ACTIVITY: If a line of the records holds the word "golden", copy it out.
┄┄┄┄┄┄┄┄┄┄
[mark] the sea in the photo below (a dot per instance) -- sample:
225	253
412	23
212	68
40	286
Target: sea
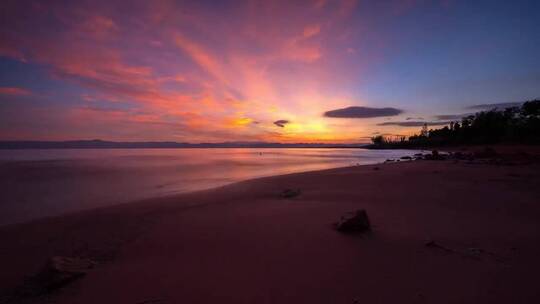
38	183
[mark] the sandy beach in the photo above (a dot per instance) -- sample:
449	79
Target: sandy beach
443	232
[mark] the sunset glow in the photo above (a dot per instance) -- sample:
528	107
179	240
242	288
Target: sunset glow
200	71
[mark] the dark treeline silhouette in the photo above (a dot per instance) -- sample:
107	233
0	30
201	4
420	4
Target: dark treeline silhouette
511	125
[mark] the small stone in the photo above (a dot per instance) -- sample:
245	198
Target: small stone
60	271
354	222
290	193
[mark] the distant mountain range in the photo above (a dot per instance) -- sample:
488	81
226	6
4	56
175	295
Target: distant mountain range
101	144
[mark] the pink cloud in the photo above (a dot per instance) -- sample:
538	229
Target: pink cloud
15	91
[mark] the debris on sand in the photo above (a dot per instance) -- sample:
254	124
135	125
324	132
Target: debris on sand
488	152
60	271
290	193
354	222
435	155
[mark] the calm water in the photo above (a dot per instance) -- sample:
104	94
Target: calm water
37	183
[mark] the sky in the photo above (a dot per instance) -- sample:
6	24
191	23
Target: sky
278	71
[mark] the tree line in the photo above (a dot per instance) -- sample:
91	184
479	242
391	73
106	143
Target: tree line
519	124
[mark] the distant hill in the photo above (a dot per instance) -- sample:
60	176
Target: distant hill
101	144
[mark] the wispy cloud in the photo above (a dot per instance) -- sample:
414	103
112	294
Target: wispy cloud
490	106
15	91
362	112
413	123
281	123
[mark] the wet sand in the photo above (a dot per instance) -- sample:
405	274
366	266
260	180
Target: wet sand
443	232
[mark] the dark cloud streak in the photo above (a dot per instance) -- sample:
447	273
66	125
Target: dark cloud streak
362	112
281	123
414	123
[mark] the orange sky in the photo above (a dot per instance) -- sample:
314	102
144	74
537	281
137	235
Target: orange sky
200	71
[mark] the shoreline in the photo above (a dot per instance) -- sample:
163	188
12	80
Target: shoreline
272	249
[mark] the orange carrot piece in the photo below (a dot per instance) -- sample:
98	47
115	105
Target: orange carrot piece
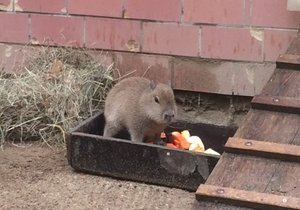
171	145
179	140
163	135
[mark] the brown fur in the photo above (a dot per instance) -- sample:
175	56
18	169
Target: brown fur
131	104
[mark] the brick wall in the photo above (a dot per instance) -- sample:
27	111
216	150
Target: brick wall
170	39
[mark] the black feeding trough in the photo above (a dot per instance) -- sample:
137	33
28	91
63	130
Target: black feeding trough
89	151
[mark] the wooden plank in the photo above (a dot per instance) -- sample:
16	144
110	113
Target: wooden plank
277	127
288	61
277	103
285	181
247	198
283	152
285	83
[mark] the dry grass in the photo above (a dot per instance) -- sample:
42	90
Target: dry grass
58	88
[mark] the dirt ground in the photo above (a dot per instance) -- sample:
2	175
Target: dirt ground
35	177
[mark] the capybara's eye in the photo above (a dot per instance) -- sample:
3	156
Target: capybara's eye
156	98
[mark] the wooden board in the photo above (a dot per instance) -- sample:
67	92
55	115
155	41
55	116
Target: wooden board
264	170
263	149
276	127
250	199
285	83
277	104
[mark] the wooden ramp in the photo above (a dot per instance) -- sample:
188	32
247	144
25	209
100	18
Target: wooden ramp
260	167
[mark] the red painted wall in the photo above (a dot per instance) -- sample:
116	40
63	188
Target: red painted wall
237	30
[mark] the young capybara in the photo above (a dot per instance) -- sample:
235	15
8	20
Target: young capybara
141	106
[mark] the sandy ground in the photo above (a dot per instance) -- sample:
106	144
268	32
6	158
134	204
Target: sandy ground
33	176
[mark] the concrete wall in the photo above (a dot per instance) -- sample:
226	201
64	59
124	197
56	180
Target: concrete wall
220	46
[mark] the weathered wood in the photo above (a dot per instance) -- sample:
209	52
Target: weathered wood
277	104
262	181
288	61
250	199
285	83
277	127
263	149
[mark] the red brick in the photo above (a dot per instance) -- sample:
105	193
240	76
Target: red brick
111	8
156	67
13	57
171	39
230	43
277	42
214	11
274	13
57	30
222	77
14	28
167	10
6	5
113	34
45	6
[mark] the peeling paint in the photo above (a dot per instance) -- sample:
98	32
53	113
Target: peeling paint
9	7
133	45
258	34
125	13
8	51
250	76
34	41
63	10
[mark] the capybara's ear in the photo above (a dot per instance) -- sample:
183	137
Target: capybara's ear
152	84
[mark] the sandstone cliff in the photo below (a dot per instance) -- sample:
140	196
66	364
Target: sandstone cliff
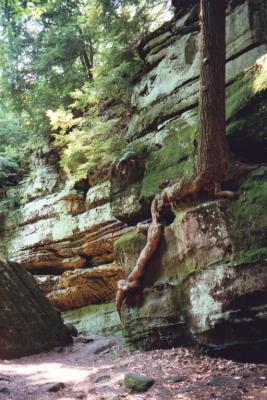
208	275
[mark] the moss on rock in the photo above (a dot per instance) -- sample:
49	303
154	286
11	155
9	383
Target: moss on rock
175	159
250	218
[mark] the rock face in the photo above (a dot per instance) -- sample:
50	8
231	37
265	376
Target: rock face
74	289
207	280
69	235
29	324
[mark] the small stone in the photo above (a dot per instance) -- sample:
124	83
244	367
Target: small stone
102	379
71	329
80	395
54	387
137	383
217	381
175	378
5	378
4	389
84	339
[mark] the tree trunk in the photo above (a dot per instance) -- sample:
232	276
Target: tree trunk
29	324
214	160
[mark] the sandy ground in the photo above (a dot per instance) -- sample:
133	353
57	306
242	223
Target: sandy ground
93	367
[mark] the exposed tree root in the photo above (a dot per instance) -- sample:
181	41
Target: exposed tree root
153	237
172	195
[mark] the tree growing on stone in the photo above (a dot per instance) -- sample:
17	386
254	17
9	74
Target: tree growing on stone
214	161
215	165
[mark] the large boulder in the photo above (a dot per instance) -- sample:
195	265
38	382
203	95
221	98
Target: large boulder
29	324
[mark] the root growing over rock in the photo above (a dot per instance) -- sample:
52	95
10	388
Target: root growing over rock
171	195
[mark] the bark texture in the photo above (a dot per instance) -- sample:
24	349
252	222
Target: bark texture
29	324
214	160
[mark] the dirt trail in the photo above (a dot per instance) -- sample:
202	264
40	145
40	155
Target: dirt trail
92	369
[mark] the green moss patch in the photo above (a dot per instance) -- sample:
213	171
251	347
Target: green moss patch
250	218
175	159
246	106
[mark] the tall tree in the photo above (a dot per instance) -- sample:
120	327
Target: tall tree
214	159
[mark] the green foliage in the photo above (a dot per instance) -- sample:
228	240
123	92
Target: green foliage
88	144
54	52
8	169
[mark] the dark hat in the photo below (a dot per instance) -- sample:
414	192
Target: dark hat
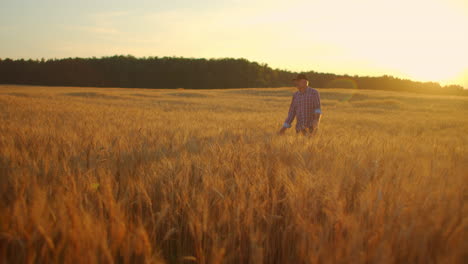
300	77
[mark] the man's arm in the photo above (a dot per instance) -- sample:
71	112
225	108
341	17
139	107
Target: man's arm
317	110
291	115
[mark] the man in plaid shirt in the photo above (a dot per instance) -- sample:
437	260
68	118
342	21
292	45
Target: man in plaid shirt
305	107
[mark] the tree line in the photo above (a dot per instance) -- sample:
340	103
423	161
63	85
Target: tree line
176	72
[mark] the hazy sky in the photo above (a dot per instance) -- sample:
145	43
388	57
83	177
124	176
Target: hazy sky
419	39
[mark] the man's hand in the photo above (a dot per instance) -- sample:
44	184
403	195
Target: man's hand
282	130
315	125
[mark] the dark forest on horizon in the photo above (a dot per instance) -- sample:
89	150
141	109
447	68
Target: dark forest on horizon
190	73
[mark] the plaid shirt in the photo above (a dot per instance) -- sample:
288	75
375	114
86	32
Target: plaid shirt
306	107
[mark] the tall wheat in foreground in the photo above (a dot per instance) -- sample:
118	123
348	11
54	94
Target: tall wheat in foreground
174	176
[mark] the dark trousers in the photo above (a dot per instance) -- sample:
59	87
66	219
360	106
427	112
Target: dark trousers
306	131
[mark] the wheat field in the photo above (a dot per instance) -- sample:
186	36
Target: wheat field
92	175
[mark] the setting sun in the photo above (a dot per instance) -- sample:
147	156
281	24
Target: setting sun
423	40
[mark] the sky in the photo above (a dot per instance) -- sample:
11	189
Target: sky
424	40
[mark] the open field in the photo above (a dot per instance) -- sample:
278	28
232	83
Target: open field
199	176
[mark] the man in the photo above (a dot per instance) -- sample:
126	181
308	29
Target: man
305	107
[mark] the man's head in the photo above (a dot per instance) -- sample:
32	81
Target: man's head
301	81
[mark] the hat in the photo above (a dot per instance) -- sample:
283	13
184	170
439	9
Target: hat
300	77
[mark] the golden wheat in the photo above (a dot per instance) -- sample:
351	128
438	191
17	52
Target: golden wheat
┄┄┄┄┄┄┄┄┄┄
SOLUTION FOR THIS EXERCISE:
[mark] the golden wheat in the photo above (a dot per instance) -- sample:
Target: golden wheat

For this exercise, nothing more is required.